Actions to take>
1) List every command named in the load balancing page.
2) Reproduce the load balancing page from "In FRED distributed" to "complete the calculation.", renaming "remote instances" to "worker nodes".

Page text>
<<<<

Description Sets the distributed computing load balancing mode to be used by the IPCExecEmbeddedScript and IPCExecFileScript commands.
In FRED distributed computing, load balancing is the process whereby work units are assigned to remote instances in such a way that each remote is utilized to maximum efficiency and all remotes finish their work at nearly the same time, thus minimizing the total time it takes to complete the calculation.
For example, a good load balancing strategy in the case of two remotes instances in which it is known ahead of time that one can complete two work units in the same time the other can complete one work unit might be to assign two work units to the fast remote for every one work unit assigned to the slow remote. In this case one might expect that both remote instances would complete their work units at about the same time, with each working at full capacity. This is the strategy behind FRED's "static" load balancing mode, which is the default in the absence of an IPCSetLoadBalance command in the master script. In general the number of work units assigned to a remote is roughly proportional to the "speed" of that remote as specified in the configuration file (or connections() array of T_IPCINSTANCE structures).
Another load balancing strategy using the same remotes described above would be for the master to assign one work unit to each remote and then wait for a remote to signal that it has completed its work unit. The master would then assign another work unit to that remote. The process repeats until all work units have been assigned and both remotes have completed their assigned work units. This is the strategy behind FRED's "dynamic" load balancing mode. That is, the master will immediately assign a new work unit to any remote that has signaled completion of its current work unit. This continues until all the work units have been assigned and completed, at which point the master script will proceed with execution.

>>>>

Excerpted data>

<<<<

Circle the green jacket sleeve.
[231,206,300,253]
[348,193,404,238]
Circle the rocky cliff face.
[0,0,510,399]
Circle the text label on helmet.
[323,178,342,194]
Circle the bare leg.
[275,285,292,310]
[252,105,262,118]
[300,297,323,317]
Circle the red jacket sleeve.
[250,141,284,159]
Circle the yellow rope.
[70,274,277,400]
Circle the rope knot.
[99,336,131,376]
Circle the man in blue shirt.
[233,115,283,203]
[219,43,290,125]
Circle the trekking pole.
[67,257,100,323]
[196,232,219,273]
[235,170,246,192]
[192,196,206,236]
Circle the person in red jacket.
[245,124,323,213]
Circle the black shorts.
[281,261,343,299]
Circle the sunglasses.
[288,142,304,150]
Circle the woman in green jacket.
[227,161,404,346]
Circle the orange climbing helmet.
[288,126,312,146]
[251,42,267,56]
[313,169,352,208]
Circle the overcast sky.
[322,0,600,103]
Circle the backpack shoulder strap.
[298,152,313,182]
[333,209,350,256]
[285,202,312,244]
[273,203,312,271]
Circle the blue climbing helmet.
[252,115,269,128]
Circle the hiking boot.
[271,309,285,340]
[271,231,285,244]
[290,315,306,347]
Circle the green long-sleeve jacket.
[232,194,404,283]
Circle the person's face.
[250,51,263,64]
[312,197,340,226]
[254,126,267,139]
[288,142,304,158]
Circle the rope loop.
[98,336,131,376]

>>>>
<<<<

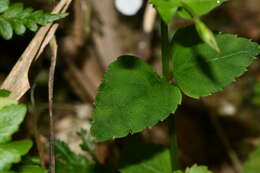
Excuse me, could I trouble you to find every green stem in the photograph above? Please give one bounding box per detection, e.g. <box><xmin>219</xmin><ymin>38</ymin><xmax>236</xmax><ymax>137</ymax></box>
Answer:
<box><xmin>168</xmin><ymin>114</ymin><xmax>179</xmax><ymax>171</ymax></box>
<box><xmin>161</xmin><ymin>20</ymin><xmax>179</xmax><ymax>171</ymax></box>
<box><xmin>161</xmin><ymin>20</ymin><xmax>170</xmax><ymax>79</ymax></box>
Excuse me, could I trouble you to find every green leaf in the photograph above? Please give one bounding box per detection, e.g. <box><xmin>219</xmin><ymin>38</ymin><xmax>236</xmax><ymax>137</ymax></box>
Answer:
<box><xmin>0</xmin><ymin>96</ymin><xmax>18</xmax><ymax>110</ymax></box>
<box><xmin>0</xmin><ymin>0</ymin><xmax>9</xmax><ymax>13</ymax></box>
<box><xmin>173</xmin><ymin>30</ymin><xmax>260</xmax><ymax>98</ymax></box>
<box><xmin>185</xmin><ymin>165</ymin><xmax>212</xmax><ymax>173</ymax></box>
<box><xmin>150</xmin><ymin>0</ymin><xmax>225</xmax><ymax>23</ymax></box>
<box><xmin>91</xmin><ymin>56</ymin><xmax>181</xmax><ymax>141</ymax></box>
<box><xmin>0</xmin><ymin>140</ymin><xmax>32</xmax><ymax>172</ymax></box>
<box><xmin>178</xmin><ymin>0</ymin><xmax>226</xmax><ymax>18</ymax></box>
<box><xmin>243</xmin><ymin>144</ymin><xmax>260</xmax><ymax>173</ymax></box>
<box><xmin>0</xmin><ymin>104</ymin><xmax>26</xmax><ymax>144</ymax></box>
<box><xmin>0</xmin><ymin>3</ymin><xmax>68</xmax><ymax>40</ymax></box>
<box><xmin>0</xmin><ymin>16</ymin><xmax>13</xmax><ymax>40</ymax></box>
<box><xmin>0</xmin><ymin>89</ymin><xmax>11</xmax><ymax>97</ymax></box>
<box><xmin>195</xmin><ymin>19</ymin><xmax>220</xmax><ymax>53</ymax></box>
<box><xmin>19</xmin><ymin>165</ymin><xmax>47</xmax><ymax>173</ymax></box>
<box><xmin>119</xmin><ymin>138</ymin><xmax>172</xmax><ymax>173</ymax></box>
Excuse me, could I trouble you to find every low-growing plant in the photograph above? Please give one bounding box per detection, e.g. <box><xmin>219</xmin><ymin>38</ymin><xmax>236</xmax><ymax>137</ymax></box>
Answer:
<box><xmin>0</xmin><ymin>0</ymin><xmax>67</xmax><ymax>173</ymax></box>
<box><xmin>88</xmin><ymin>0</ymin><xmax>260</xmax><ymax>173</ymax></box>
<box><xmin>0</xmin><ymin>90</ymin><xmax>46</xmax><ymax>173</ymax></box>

>>>>
<<<<

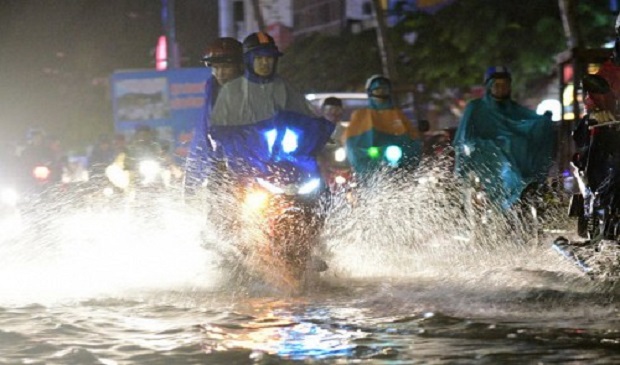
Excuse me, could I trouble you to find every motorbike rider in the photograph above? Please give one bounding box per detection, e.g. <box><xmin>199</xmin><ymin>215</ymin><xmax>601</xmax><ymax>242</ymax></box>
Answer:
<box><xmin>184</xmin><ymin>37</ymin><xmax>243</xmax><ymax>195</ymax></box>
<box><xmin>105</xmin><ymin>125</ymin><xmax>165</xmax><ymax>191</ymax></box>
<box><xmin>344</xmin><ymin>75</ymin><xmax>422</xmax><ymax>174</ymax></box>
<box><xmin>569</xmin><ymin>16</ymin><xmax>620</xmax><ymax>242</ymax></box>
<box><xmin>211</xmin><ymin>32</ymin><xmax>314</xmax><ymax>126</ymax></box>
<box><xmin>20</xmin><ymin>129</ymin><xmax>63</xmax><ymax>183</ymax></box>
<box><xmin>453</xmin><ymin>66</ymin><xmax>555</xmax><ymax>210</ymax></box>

>>>>

Answers in order>
1) IPCExecEmbeddedScript, IPCExecFileScript, IPCSetLoadBalance

2)
In FRED distributed computing, load balancing is the process whereby work units are assigned to worker nodes in such a way that each remote is utilized to maximum efficiency and all remotes finish their work at nearly the same time, thus minimizing the total time it takes to complete the calculation.